* _Description of the task_
Every record must be repeated exactly, with no omission.

***** Input material *****

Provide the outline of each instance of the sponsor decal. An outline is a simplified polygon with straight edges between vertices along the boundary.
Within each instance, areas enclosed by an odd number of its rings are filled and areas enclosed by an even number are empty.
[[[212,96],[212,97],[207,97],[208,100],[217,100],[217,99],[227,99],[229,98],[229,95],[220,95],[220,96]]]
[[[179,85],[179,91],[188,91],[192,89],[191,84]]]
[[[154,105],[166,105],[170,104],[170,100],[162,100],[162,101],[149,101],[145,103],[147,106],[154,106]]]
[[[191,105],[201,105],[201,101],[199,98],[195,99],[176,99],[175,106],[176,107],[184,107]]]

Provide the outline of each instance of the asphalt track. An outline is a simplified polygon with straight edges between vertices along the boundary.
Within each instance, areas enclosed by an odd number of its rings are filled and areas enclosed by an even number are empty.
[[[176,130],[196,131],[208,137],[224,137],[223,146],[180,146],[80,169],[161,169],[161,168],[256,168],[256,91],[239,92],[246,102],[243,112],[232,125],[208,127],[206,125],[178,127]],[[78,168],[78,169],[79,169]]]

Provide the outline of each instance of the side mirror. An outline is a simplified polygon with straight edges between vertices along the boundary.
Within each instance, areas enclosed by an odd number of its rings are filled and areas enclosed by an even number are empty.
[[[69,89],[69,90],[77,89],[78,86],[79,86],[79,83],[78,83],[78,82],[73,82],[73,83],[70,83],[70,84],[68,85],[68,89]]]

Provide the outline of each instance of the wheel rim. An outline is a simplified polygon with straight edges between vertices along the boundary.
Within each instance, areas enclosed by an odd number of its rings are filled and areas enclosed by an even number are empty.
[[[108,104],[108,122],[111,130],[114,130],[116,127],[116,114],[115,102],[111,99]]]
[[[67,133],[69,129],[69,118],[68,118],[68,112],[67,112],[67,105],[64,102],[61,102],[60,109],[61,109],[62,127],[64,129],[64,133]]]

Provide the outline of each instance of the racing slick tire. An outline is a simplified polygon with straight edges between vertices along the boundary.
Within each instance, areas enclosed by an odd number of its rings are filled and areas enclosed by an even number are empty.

*****

* _Written answer_
Provide the outline of each instance of the sponsor decal. An outline is a simplified polygon with straight edges between vertices along the boundary.
Within each instance, areas enclosed by an odd number of its rings are filled and areas enclosed by an even number are empty.
[[[212,96],[212,97],[207,97],[208,100],[217,100],[217,99],[227,99],[229,98],[229,95],[220,95],[220,96]]]
[[[179,85],[179,91],[188,91],[192,89],[191,84]]]
[[[154,105],[166,105],[170,104],[170,100],[162,100],[162,101],[149,101],[145,103],[147,106],[154,106]]]
[[[191,105],[201,105],[201,101],[199,98],[195,99],[176,99],[175,106],[176,107],[184,107]]]

Provide the outline of each instance of the asphalt track. An outline is a simplified polygon with straight edges between vertices along the boundary.
Within each instance, areas enclosed by an odd number of its rings are filled and areas enclosed by an even number are empty.
[[[176,130],[196,131],[208,137],[224,137],[223,146],[180,146],[80,169],[161,169],[161,168],[256,168],[256,91],[239,92],[246,102],[243,112],[232,125],[208,127],[206,125],[178,127]],[[78,168],[78,169],[79,169]]]

Provide the outline of each instance of the side mirror. An outline is a simplified polygon with straight edges between vertices along the boundary.
Within each instance, areas enclosed by an odd number of its rings are filled and areas enclosed by an even number are empty.
[[[69,89],[69,90],[77,89],[78,86],[79,86],[79,83],[78,83],[78,82],[73,82],[73,83],[70,83],[70,84],[68,85],[68,89]]]

Provide the outline of each instance of the wheel rim. An outline is a simplified polygon with straight edges between vertices along the boundary.
Within each instance, areas enclosed by an odd number of its rings are filled and areas enclosed by an even number are empty.
[[[108,104],[108,122],[111,130],[114,130],[116,127],[116,114],[115,102],[111,99]]]
[[[67,133],[69,129],[69,118],[68,118],[68,112],[67,112],[67,105],[64,102],[61,102],[60,109],[61,109],[62,127],[64,129],[64,133]]]

Provide the outline of each instance of the racing slick tire. An outline is a simplified polygon with straight edges between vertices along the boundary.
Within each instance, areas enclosed by an odd number of its rings are filled and areas enclosed by an even number are empty.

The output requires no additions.